→ TASK STATEMENT:
Please write out the following lines exactly as they appear.

* Start EXCERPTED RECORDS *

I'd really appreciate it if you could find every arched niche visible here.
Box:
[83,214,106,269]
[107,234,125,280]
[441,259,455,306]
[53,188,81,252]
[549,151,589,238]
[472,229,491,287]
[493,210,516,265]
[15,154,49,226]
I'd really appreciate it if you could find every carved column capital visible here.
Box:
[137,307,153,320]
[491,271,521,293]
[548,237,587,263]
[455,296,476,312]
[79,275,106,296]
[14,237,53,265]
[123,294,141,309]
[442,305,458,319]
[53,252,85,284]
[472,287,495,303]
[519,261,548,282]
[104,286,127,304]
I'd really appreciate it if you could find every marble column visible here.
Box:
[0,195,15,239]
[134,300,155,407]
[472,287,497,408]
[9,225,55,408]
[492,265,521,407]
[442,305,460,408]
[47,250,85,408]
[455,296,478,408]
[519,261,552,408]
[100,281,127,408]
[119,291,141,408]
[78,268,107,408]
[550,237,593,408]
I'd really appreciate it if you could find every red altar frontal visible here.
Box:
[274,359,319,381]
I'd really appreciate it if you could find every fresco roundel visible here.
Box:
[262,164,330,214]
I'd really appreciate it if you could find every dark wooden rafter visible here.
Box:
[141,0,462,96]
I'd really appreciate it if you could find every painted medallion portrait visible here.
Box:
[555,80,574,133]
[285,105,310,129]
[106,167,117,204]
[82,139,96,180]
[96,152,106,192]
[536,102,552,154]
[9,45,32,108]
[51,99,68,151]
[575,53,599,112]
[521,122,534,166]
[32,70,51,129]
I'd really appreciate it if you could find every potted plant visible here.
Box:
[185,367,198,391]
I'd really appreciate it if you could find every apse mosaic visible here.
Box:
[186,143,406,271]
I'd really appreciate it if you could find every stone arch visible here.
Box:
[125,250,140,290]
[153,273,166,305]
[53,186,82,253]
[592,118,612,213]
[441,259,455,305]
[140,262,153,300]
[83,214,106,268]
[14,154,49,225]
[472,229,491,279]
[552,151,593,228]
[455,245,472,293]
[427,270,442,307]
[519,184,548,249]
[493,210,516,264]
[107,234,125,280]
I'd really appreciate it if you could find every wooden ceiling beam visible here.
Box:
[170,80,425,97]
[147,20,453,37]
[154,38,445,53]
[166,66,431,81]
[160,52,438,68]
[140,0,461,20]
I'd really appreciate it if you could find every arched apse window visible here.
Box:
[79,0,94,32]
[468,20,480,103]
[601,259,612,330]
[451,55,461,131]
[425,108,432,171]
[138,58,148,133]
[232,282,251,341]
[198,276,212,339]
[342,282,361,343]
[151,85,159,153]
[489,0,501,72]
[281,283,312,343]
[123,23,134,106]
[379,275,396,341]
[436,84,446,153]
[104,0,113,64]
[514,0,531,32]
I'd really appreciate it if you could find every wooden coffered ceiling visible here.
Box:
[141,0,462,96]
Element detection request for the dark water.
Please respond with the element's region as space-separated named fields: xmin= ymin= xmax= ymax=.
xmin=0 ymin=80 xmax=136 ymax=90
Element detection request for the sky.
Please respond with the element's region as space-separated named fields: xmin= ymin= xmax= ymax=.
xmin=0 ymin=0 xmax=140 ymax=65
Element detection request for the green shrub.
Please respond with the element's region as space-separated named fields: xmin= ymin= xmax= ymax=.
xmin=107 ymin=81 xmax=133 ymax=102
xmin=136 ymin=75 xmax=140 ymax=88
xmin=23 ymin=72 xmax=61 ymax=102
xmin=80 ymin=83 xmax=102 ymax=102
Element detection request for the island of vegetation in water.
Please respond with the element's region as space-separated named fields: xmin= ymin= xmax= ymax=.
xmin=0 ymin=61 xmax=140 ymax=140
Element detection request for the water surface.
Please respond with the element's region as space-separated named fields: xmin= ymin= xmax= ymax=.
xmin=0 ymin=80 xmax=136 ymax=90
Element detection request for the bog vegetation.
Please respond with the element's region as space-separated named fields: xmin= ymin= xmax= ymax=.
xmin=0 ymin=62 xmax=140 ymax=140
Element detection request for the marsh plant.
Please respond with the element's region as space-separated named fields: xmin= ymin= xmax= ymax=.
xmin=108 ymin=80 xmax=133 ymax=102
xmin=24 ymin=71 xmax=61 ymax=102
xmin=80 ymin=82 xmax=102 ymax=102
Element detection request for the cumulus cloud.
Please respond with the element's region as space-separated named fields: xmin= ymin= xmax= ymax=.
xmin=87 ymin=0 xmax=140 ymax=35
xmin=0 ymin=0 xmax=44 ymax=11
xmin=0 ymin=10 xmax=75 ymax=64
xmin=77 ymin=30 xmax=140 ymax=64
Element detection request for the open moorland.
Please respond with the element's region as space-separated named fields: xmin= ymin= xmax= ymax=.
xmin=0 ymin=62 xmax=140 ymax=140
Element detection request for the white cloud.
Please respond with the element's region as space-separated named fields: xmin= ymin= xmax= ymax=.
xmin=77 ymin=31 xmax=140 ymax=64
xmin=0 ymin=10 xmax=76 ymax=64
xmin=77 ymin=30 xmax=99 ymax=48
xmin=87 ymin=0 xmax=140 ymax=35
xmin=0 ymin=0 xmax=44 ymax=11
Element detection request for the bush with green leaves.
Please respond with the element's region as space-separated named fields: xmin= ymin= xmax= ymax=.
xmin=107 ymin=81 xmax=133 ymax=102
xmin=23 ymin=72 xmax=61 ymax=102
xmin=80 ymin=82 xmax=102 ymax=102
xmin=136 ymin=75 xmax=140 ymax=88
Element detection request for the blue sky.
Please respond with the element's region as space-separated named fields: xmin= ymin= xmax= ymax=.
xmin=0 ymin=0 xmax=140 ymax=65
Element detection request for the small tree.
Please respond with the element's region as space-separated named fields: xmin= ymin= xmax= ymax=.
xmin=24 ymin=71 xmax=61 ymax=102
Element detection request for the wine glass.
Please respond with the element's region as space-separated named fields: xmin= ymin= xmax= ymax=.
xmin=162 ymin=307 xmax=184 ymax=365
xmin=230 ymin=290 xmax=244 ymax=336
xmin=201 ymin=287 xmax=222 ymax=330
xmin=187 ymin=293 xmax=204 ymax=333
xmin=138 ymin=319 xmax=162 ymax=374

* End EXCERPTED RECORDS *

→ WRITTEN REPLY:
I'd really appreciate it if you could find every arched niche visible here.
Box:
[83,214,106,269]
[107,234,125,280]
[441,259,455,306]
[53,188,81,252]
[549,151,589,238]
[472,229,491,287]
[493,210,516,265]
[15,154,49,226]
I'd really appreciate it if you could find every carved column capital visible here.
Box:
[137,307,153,320]
[491,271,521,293]
[548,237,587,263]
[455,296,476,312]
[79,275,106,296]
[14,237,53,265]
[123,294,141,309]
[442,305,458,319]
[53,252,85,284]
[472,287,495,303]
[519,261,548,282]
[104,286,127,304]
I'd really appreciate it if you could find every marble column visible here.
Box:
[0,195,15,239]
[134,300,155,407]
[472,287,497,408]
[9,225,55,408]
[492,265,521,407]
[442,305,460,408]
[47,250,85,408]
[455,296,478,408]
[519,261,552,408]
[100,281,127,408]
[119,291,141,408]
[78,268,107,408]
[550,237,593,408]
I'd really appreciate it if you could find every red altar frontal visible here.
Box:
[274,359,319,381]
I'd really appreciate it if you could find every fresco roundel visible here.
Box:
[262,164,330,214]
I'd really appreciate it if you could find every dark wooden rafter visible here.
Box:
[141,0,462,96]
I'd really appreciate it if you could find every painted medallion portrait visible here.
Box:
[555,80,574,133]
[285,105,310,129]
[106,167,117,204]
[82,139,96,180]
[96,152,106,192]
[536,102,552,154]
[9,45,32,108]
[51,99,68,151]
[575,53,599,112]
[521,122,534,166]
[32,70,51,129]
I'd really appreciate it if you could find every potted plant visible here.
Box:
[185,367,198,391]
I'd really appreciate it if you could find every apse mosaic visible here.
Box:
[186,143,406,271]
I'd really appreciate it if you could find every stone arch visible here.
Box:
[125,250,140,290]
[153,273,166,305]
[53,186,82,253]
[592,118,612,213]
[441,259,455,305]
[140,262,153,300]
[83,214,106,268]
[14,154,49,225]
[472,229,491,279]
[552,151,593,228]
[455,245,472,293]
[427,270,442,307]
[519,184,548,249]
[493,210,516,264]
[107,234,125,280]
I'd really appreciate it if you could find every wooden ceiling beam visible here.
Box:
[170,80,425,97]
[147,20,453,37]
[154,38,445,53]
[166,66,431,81]
[160,52,438,68]
[140,0,461,20]
I'd really appreciate it if you could find every arched apse window visible here.
Box:
[79,0,94,32]
[468,20,480,103]
[601,259,612,330]
[451,55,461,131]
[425,108,432,171]
[138,58,148,133]
[232,282,251,341]
[198,276,212,339]
[342,282,361,343]
[151,85,159,153]
[489,0,501,72]
[281,283,312,343]
[123,23,134,106]
[379,275,396,341]
[436,84,446,153]
[104,0,113,64]
[514,0,531,32]
I'd really appreciate it if you could find every wooden coffered ceiling visible here.
Box:
[141,0,462,96]
Element detection request for the dark water.
Please respond with the element's region as space-separated named fields: xmin= ymin= xmax= ymax=.
xmin=0 ymin=80 xmax=136 ymax=90
Element detection request for the sky.
Please respond with the element's region as space-separated named fields: xmin= ymin= xmax= ymax=.
xmin=0 ymin=0 xmax=140 ymax=65
Element detection request for the green shrub.
Please respond with the element's region as space-separated named fields: xmin= ymin= xmax= ymax=.
xmin=107 ymin=81 xmax=133 ymax=102
xmin=136 ymin=75 xmax=140 ymax=88
xmin=23 ymin=72 xmax=61 ymax=102
xmin=80 ymin=83 xmax=102 ymax=102
Element detection request for the island of vegetation in water.
Please respond with the element's region as space-separated named fields: xmin= ymin= xmax= ymax=.
xmin=0 ymin=61 xmax=140 ymax=140
Element detection request for the water surface.
Please respond with the element's region as space-separated named fields: xmin= ymin= xmax= ymax=.
xmin=0 ymin=80 xmax=136 ymax=90
Element detection request for the bog vegetation.
Please respond with the element's region as space-separated named fields: xmin= ymin= xmax= ymax=.
xmin=0 ymin=62 xmax=140 ymax=140
Element detection request for the marsh plant.
Please respond with the element's region as space-separated named fields: xmin= ymin= xmax= ymax=.
xmin=108 ymin=80 xmax=133 ymax=102
xmin=24 ymin=71 xmax=61 ymax=102
xmin=80 ymin=82 xmax=102 ymax=102
Element detection request for the cumulus cloud.
Please respond with the element's region as space-separated named fields: xmin= ymin= xmax= ymax=.
xmin=87 ymin=0 xmax=140 ymax=35
xmin=0 ymin=0 xmax=44 ymax=11
xmin=0 ymin=10 xmax=75 ymax=64
xmin=77 ymin=30 xmax=140 ymax=64
Element detection request for the open moorland.
Please respond with the element's region as space-separated named fields: xmin= ymin= xmax= ymax=.
xmin=0 ymin=62 xmax=140 ymax=140
Element detection request for the white cloud.
Please respond with the element's region as space-separated named fields: xmin= ymin= xmax= ymax=.
xmin=77 ymin=31 xmax=140 ymax=64
xmin=0 ymin=10 xmax=76 ymax=64
xmin=77 ymin=30 xmax=99 ymax=48
xmin=87 ymin=0 xmax=140 ymax=35
xmin=0 ymin=0 xmax=44 ymax=11
Element detection request for the bush with green leaves.
Please respond with the element's region as space-separated named fields: xmin= ymin= xmax= ymax=.
xmin=107 ymin=81 xmax=133 ymax=102
xmin=23 ymin=72 xmax=61 ymax=102
xmin=80 ymin=82 xmax=102 ymax=102
xmin=136 ymin=75 xmax=140 ymax=88
Element detection request for the blue sky.
Please respond with the element's region as space-separated named fields: xmin= ymin= xmax= ymax=.
xmin=0 ymin=0 xmax=140 ymax=65
Element detection request for the small tree.
Please respond with the element's region as space-separated named fields: xmin= ymin= xmax= ymax=.
xmin=24 ymin=71 xmax=61 ymax=102
Element detection request for the wine glass.
Please respond with the element's region as space-separated named fields: xmin= ymin= xmax= ymax=.
xmin=162 ymin=307 xmax=184 ymax=365
xmin=230 ymin=290 xmax=244 ymax=336
xmin=201 ymin=287 xmax=222 ymax=330
xmin=187 ymin=293 xmax=204 ymax=333
xmin=138 ymin=319 xmax=162 ymax=374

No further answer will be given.